> [Given information]:
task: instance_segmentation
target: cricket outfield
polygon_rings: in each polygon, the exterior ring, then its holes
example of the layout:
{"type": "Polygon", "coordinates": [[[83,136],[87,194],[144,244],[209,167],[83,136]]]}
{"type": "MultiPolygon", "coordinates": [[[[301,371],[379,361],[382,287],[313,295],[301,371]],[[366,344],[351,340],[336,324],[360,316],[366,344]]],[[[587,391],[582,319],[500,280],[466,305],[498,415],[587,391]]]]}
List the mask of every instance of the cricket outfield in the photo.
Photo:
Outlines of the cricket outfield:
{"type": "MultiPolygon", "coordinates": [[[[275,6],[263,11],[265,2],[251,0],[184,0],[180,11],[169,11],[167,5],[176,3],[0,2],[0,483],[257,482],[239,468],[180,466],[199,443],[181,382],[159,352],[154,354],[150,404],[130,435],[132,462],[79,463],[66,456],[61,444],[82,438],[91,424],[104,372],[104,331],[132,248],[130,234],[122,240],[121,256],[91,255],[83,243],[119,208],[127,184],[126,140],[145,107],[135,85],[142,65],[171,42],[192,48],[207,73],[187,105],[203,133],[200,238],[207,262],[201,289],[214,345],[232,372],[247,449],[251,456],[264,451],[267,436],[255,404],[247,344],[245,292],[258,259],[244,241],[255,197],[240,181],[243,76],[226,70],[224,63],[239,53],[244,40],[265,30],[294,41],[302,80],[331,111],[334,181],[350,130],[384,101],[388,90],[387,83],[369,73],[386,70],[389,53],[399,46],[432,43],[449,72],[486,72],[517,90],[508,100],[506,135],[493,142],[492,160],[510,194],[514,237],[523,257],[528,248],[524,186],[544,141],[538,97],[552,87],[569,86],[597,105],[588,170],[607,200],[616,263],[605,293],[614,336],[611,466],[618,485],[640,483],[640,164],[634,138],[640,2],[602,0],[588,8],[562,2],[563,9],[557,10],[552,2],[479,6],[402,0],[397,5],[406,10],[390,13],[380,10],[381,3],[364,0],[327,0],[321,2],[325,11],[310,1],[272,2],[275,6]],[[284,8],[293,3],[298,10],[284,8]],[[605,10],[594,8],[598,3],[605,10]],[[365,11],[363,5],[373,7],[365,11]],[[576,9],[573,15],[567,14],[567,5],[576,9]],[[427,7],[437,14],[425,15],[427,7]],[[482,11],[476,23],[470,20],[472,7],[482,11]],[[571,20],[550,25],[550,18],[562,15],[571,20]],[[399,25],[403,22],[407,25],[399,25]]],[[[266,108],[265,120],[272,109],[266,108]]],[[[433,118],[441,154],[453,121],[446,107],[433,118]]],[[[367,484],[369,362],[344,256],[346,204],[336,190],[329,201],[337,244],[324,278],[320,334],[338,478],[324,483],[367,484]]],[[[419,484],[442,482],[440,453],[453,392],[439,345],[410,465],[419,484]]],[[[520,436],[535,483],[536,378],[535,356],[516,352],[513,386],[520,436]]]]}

> [Task description]:
For this exercise, transcribe the whole listing verbatim.

> [Answer section]:
task: instance_segmentation
target: cricket outfield
polygon_rings: in each polygon, the exterior ring, then its holes
example of the layout:
{"type": "Polygon", "coordinates": [[[83,136],[87,194],[144,244],[209,167],[83,136]]]}
{"type": "MultiPolygon", "coordinates": [[[[301,371],[379,361],[382,287],[313,295],[301,371]],[[366,344],[351,340],[336,324],[360,316],[366,344]]],[[[587,391],[582,319],[500,280],[466,305],[498,415],[587,391]]]]}
List the mask of every instance of the cricket outfield in the photo.
Photo:
Outlines of the cricket outfield:
{"type": "MultiPolygon", "coordinates": [[[[275,6],[263,11],[265,2],[251,0],[184,0],[180,11],[169,11],[167,5],[176,3],[0,2],[0,483],[257,482],[239,468],[180,466],[199,443],[181,382],[159,352],[154,354],[150,404],[130,435],[132,462],[79,463],[66,456],[61,444],[82,438],[91,424],[104,372],[104,331],[132,248],[130,234],[122,240],[121,256],[91,255],[83,243],[119,208],[127,184],[126,140],[145,107],[135,85],[142,65],[171,42],[192,48],[207,73],[187,105],[203,133],[200,238],[207,262],[201,289],[214,345],[232,372],[247,449],[251,456],[264,451],[267,436],[255,404],[247,344],[245,292],[258,259],[244,241],[255,197],[240,181],[243,76],[226,70],[224,63],[239,53],[244,40],[265,30],[294,41],[302,80],[331,111],[334,181],[350,130],[384,101],[388,90],[387,83],[369,73],[386,70],[389,53],[399,46],[432,43],[449,72],[486,72],[517,90],[508,100],[506,135],[493,142],[492,160],[510,194],[514,237],[523,257],[528,248],[524,186],[544,141],[538,97],[552,87],[569,86],[597,105],[588,170],[607,200],[616,263],[605,293],[614,336],[611,466],[618,485],[640,483],[640,164],[634,138],[640,2],[602,0],[588,8],[562,2],[563,9],[557,10],[552,2],[479,6],[402,0],[397,5],[406,10],[390,13],[380,10],[381,3],[364,0],[327,0],[321,2],[325,11],[310,1],[272,2],[275,6]],[[284,8],[293,3],[298,10],[284,8]],[[605,10],[594,8],[598,3],[605,10]],[[365,11],[363,5],[373,7],[365,11]],[[576,9],[573,15],[567,14],[567,5],[576,9]],[[427,7],[437,14],[425,15],[427,7]],[[482,11],[476,23],[470,20],[472,7],[482,11]],[[571,20],[550,25],[550,18],[562,15],[571,20]],[[399,25],[403,22],[407,25],[399,25]]],[[[266,108],[265,120],[272,109],[266,108]]],[[[433,118],[441,154],[453,121],[446,107],[433,118]]],[[[367,484],[369,362],[344,256],[346,204],[336,190],[329,201],[337,244],[324,278],[320,334],[338,478],[324,483],[367,484]]],[[[419,484],[442,482],[440,453],[453,392],[439,345],[410,465],[419,484]]],[[[520,436],[535,483],[536,378],[535,356],[516,352],[513,386],[520,436]]]]}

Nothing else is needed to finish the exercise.